— ZU BEARBEITENDE AUFGABEN —
**1.** Nennen Sie alle Angaben zur Person Jürg Stahls, die der erste Satz der Einleitung des Interviews vor dem Doppelpunkt aufzählt.
**2.** Wie viele Fallschirmabsprünge hat Jürg Stahl laut dem Interview in seiner Militärzeit gemacht?
**3.** Geben Sie aus dem Interview mit Jürg Stahl den Abschnitt von „Der Präsident des“ bis einschließlich „in anderen Sphären.“ wortgetreu wieder.

Obersee Nachrichten: Neujahrsinterview

 

«Eine Demokratie lebt von Konsens und Dissens»

Er ist ein politischer Senkrechtstarter, gelernter Drogist, viersprachig, verheiratet, Vater von Valérie Julia (1) und neu Präsident von Swiss Olympic: SVP-Nationalrat Jürg Stahl (48) ist der neue «höchste» Mann im Staat. Er selbst nennt sich «Repräsentant der Normalos».

Interview Verena Schoder

 

Der Präsident des Nationalrats gilt im Volk als «höchster Schweizer». Herr Stahl, wie hoch oben fühlen Sie sich?

(lacht) Auch wenn ich schon 2500 Fallschirmabsprünge in meiner Militärzeit gemacht habe und viel in den Lüften bin, fühle ich mich zwar privilegiert – aber nicht in anderen Sphären.

 

In den Medien wurden Sie als «unspektakulär» und «Repräsentant der Normalos» zitiert. Erklären Sie uns, warum?

Stimmt, so bin ich in den Medien porträtiert worden, und so sagte ich es auch in meiner Antrittsrede. Ich finde es wichtig, auch jene Hunderttausende zu vertreten, die ebenfalls ganz «normal» morgens zur Arbeit gehen, versuchen, einen guten Job zu machen und abends müde heimkehren. Es sind die «Unspektakulären» in unserem Land, welche mit ihrer alltäglichen und unauffälligen Arbeit den Erfolg unserer schönen Schweiz erschaffen.

— GEGEBENE INFORMATIONEN —
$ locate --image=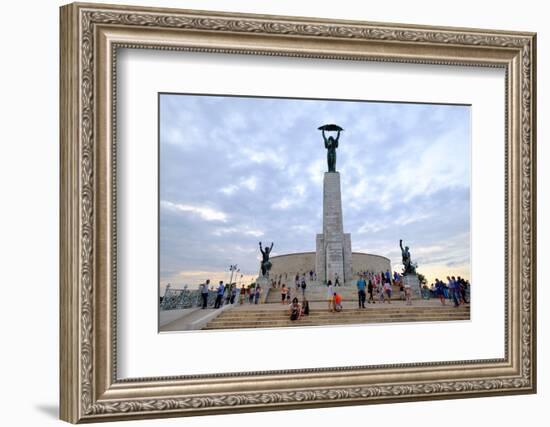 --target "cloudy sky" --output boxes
[159,94,470,290]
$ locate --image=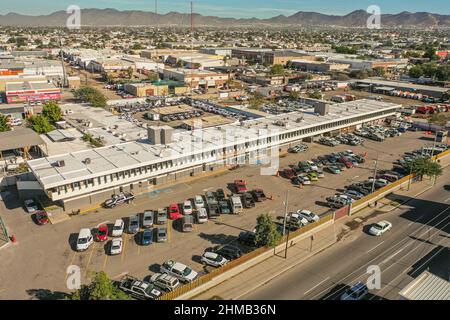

— LÖSUNGEN DER AUFGABEN —
**1.**
- politischer Senkrechtstarter
- gelernter Drogist
- viersprachig
- verheiratet
- Vater von Valérie Julia (1)
- neu Präsident von Swiss Olympic

**2.** 2500 Fallschirmabsprünge.

**3.**
Der Präsident des Nationalrats gilt im Volk als «höchster Schweizer». Herr Stahl, wie hoch oben fühlen Sie sich?

(lacht) Auch wenn ich schon 2500 Fallschirmabsprünge in meiner Militärzeit gemacht habe und viel in den Lüften bin, fühle ich mich zwar privilegiert – aber nicht in anderen Sphären.